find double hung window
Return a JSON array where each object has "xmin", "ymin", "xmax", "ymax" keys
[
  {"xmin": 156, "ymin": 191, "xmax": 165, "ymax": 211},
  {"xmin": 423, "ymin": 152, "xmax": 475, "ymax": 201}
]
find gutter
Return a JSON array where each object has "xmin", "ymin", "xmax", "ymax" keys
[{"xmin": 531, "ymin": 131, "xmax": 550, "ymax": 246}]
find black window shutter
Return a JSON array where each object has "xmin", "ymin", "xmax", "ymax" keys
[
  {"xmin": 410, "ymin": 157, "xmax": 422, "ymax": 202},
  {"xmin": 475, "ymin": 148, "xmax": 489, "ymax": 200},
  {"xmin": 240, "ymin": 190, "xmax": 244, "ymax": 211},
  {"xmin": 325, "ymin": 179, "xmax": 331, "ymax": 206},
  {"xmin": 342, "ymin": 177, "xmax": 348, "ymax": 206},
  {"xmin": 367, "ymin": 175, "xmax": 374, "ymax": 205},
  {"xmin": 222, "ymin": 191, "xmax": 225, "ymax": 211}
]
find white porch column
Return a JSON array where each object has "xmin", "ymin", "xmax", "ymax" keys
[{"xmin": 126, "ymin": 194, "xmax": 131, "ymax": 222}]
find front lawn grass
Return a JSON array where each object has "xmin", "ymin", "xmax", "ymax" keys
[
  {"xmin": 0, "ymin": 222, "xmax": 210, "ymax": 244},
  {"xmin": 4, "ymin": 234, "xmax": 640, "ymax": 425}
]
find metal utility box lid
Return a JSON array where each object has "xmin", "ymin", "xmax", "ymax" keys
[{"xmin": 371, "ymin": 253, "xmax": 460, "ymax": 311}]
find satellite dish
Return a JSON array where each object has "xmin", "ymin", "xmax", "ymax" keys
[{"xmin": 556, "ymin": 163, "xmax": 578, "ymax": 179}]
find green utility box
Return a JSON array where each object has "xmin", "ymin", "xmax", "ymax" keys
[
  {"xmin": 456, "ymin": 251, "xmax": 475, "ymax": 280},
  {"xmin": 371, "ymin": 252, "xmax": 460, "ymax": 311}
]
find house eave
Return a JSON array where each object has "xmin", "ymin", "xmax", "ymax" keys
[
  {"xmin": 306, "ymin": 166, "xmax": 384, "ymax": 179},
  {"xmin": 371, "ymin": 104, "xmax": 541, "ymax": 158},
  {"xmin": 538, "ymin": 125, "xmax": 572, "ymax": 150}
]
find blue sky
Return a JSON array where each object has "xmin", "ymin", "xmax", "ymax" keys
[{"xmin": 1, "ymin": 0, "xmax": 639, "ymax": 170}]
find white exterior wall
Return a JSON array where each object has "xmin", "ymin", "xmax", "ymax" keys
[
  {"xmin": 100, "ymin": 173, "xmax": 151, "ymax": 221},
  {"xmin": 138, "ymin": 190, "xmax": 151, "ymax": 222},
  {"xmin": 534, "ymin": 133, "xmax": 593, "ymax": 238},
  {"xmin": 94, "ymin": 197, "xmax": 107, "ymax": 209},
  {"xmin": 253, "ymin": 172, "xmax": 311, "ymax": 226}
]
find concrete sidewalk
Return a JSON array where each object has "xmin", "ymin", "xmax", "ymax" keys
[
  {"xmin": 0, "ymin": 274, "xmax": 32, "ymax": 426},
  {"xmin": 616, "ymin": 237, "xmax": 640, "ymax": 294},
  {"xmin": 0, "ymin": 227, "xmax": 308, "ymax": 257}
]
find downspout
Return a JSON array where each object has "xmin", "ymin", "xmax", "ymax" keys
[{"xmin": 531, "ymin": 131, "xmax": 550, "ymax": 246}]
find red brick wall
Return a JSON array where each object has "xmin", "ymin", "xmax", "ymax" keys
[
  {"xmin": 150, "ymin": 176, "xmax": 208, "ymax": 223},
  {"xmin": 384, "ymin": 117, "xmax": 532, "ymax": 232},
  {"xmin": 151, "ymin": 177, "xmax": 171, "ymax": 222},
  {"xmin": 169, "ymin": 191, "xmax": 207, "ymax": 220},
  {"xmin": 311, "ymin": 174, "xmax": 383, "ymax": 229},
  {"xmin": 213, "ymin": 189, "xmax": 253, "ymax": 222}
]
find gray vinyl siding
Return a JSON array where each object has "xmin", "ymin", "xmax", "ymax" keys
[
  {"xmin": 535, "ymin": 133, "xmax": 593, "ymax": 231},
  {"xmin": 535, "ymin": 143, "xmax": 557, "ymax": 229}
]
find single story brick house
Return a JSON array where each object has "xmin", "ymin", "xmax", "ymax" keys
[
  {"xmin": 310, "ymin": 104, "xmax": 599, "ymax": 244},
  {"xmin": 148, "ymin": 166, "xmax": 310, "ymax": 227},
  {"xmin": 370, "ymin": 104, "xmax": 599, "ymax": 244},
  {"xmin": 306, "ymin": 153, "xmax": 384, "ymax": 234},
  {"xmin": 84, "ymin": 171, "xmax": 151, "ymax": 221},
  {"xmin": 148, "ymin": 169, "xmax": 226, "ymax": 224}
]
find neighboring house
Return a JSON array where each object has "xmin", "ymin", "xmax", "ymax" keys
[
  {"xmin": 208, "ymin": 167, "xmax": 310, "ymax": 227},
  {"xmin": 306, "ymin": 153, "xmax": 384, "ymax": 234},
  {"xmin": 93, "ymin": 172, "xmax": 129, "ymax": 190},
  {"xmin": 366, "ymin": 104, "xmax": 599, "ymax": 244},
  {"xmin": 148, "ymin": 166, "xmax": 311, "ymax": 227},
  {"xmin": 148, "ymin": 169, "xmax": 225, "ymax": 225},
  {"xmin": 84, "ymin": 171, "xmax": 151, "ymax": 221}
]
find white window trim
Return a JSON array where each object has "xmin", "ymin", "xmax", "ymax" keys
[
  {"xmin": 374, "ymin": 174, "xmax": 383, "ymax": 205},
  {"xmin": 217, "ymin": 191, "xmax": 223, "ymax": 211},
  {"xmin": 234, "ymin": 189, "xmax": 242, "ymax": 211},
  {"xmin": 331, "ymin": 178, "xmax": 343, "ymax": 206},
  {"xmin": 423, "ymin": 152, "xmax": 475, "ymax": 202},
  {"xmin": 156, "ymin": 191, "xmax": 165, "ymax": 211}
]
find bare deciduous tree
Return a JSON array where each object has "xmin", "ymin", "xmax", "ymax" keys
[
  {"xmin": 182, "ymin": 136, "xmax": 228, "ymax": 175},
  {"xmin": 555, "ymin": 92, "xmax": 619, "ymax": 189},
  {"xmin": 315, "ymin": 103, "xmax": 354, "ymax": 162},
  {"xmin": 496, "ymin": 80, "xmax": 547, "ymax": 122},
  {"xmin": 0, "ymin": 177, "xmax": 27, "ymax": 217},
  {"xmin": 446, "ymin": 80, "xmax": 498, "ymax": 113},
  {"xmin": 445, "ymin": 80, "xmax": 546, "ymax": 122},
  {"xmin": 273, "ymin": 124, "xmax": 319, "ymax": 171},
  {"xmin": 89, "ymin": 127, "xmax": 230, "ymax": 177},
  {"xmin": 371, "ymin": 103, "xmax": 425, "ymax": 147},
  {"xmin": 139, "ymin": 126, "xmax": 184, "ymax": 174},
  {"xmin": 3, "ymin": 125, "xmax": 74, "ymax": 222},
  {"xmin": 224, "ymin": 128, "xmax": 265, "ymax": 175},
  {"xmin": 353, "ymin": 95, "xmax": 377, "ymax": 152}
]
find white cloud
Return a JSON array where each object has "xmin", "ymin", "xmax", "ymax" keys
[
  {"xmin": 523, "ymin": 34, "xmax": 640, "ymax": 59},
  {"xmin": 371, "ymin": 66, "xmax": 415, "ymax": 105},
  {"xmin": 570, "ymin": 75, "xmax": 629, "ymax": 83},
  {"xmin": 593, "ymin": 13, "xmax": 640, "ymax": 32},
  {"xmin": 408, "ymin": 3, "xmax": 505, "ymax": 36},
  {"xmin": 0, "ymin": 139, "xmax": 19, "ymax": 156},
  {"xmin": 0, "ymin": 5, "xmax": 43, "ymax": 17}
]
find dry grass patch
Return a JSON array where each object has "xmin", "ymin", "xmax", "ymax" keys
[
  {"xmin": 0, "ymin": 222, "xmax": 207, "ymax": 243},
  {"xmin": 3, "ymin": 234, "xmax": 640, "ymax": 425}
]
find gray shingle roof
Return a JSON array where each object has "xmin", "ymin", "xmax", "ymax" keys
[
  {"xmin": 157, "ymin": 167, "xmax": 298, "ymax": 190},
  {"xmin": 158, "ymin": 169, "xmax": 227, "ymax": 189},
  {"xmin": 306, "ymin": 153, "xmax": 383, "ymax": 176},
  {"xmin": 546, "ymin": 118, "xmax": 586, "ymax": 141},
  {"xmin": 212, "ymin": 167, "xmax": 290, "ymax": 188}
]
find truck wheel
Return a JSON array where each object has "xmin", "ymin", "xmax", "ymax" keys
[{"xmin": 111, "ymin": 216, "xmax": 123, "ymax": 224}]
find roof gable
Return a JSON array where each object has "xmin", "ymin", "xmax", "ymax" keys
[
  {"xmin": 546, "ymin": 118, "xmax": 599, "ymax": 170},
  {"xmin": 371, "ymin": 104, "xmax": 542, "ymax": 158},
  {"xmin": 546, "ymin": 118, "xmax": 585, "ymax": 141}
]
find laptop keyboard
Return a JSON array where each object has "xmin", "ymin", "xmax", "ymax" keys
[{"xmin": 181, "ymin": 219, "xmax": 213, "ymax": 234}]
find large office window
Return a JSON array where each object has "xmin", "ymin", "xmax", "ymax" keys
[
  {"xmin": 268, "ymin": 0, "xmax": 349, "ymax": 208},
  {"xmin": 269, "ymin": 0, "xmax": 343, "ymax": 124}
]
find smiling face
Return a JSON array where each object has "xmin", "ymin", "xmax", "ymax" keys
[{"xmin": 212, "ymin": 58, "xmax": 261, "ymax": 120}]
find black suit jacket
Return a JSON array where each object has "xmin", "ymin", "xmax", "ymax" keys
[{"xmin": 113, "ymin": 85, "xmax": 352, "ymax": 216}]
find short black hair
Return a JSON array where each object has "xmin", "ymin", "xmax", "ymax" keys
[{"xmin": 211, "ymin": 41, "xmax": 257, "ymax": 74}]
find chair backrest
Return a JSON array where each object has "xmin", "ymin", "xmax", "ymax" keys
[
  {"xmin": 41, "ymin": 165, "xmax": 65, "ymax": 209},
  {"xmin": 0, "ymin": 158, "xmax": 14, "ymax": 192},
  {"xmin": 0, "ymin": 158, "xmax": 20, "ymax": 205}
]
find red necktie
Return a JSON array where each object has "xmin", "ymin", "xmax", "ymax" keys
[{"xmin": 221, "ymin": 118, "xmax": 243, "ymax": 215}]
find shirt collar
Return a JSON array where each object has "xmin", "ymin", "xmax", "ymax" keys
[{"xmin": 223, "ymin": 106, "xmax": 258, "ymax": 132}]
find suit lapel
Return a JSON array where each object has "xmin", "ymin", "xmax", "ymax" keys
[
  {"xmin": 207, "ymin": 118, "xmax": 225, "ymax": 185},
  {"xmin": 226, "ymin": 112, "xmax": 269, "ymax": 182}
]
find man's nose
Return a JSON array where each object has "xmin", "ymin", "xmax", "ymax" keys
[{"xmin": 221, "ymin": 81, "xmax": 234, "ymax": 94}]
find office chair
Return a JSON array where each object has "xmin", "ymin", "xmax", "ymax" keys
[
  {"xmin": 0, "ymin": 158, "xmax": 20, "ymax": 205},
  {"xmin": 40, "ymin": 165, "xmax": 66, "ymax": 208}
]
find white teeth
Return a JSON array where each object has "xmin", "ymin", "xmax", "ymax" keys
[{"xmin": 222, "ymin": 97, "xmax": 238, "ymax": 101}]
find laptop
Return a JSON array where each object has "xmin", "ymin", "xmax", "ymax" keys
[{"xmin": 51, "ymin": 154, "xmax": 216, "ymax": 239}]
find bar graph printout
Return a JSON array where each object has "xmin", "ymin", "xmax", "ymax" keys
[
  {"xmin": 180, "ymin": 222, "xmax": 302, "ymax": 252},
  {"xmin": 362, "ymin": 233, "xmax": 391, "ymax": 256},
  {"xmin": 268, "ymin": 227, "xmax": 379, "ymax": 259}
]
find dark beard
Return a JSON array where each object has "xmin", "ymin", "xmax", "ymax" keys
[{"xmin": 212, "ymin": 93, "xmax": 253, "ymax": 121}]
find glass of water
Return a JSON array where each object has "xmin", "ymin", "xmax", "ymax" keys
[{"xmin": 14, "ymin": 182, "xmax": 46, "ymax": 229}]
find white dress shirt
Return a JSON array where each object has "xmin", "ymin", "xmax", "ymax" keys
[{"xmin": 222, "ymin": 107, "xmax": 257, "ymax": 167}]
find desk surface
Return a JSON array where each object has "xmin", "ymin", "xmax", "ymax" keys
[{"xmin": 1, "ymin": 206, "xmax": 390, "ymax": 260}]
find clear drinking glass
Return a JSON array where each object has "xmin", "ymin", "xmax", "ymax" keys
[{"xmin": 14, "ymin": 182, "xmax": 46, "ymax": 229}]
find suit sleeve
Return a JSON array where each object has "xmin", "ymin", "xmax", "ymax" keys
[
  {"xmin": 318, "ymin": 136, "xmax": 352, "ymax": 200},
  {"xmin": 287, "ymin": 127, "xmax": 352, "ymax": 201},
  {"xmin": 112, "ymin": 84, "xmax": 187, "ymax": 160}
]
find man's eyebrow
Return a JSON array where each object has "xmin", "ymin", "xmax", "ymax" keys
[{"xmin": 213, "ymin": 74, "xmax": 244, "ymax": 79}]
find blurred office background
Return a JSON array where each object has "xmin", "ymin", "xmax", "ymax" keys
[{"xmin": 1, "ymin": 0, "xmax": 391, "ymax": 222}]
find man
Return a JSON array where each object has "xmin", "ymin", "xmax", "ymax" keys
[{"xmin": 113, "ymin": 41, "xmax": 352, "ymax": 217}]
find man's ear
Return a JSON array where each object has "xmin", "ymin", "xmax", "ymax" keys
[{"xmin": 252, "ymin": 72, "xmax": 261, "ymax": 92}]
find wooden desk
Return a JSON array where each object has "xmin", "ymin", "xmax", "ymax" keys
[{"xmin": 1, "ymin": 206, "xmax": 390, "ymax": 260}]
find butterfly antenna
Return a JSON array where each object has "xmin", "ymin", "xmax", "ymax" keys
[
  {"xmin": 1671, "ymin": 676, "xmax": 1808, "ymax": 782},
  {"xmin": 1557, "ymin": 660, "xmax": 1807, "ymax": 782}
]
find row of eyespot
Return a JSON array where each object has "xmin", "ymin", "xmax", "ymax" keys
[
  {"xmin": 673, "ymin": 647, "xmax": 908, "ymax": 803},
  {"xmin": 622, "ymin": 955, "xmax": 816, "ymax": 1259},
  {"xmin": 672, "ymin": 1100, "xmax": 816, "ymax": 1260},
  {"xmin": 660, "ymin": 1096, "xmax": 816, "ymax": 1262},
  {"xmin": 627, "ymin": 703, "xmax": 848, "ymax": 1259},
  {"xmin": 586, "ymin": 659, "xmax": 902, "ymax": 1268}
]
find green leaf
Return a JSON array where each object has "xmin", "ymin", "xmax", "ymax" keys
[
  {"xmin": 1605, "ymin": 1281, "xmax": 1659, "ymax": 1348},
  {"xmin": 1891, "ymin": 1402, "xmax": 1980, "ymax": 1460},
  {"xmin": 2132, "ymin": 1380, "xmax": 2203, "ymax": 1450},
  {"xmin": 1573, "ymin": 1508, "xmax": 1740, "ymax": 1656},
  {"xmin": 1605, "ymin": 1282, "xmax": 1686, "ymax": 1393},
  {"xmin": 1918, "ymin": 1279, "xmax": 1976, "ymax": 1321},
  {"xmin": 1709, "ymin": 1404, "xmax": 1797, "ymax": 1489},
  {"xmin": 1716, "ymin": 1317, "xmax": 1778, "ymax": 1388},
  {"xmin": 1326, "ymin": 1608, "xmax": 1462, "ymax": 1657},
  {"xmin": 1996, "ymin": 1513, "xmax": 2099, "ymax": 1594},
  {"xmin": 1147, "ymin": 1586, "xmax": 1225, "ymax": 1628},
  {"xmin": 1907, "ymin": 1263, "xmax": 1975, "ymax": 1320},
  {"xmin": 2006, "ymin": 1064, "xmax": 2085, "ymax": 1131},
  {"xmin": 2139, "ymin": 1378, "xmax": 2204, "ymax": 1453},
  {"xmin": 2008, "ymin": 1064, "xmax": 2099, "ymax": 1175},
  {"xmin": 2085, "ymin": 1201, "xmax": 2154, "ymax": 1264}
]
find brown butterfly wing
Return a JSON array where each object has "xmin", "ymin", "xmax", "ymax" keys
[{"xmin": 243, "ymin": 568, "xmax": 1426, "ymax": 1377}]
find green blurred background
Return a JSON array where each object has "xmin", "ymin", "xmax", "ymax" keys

==================================================

### EXERCISE PROMPT
Where a line in the preceding listing contains the word "background", include it in your count, and reply with that number alone.

### ANSWER TO THIS TASK
2